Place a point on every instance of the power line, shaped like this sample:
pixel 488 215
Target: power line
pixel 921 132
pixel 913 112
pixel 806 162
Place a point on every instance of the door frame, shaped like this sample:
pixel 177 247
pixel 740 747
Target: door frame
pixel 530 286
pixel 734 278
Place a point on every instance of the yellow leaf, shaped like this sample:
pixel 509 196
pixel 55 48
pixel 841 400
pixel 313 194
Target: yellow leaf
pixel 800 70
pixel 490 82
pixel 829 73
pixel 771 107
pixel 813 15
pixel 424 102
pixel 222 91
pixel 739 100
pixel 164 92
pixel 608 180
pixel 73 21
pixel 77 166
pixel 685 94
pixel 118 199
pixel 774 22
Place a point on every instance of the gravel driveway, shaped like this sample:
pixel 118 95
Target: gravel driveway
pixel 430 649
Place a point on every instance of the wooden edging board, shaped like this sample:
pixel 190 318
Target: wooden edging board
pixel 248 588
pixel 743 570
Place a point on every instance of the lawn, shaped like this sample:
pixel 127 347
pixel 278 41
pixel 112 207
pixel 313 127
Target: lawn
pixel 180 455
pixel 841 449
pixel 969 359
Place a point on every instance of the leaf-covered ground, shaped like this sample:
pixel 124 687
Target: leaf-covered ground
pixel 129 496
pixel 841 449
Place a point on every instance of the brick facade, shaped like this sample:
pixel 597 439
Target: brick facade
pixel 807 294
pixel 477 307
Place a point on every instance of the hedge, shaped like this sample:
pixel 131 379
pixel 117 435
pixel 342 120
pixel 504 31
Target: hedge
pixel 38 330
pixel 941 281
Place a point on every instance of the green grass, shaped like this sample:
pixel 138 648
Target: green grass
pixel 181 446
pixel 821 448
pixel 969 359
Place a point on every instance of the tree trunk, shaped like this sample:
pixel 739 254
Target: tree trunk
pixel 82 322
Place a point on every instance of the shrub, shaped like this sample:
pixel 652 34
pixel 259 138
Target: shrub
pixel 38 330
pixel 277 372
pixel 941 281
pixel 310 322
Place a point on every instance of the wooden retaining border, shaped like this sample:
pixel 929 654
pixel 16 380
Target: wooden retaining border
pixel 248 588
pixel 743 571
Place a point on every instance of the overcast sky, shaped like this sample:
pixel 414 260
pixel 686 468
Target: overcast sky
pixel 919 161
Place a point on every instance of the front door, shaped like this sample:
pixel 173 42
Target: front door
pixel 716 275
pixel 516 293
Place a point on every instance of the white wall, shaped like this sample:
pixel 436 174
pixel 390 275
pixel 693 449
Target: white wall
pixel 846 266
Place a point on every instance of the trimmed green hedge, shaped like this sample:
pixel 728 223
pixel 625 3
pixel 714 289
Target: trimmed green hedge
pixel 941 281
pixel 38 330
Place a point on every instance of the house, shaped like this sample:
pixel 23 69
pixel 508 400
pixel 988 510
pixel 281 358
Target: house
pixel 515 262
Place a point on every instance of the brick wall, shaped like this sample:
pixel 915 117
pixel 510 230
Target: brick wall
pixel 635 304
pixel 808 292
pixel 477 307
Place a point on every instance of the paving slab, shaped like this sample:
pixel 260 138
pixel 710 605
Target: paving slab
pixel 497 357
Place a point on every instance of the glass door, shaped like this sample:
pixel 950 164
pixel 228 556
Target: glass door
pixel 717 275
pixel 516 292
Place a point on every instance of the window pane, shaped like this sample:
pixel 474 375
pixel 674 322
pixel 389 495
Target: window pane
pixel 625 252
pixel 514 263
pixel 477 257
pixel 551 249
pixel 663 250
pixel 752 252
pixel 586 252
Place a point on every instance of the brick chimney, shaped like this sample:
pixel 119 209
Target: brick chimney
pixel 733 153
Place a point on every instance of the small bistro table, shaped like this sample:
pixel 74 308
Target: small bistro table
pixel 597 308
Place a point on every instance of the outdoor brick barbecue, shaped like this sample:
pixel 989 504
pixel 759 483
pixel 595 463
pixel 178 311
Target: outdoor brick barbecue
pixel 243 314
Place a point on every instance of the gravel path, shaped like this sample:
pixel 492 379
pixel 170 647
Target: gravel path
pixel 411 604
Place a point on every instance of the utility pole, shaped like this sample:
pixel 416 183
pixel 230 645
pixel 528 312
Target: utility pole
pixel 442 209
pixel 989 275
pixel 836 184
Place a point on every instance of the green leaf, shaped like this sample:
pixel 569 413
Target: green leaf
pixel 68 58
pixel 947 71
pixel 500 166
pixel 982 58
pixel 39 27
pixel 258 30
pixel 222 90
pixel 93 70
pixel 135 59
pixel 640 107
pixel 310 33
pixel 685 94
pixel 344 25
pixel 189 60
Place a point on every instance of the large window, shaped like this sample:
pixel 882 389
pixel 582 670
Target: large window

**Task goal**
Restate word for word the lines in the material above from the one with "Place a point on every instance of the gravel path, shaped" to the one with "pixel 528 312"; both of those lines count, and nothing else does.

**Response to the task**
Place a point on every instance of the gravel path, shaped like this sample:
pixel 492 379
pixel 170 647
Target: gravel path
pixel 411 604
Place a point on every instance of the utility pole, shaped like this sample:
pixel 416 183
pixel 230 645
pixel 528 312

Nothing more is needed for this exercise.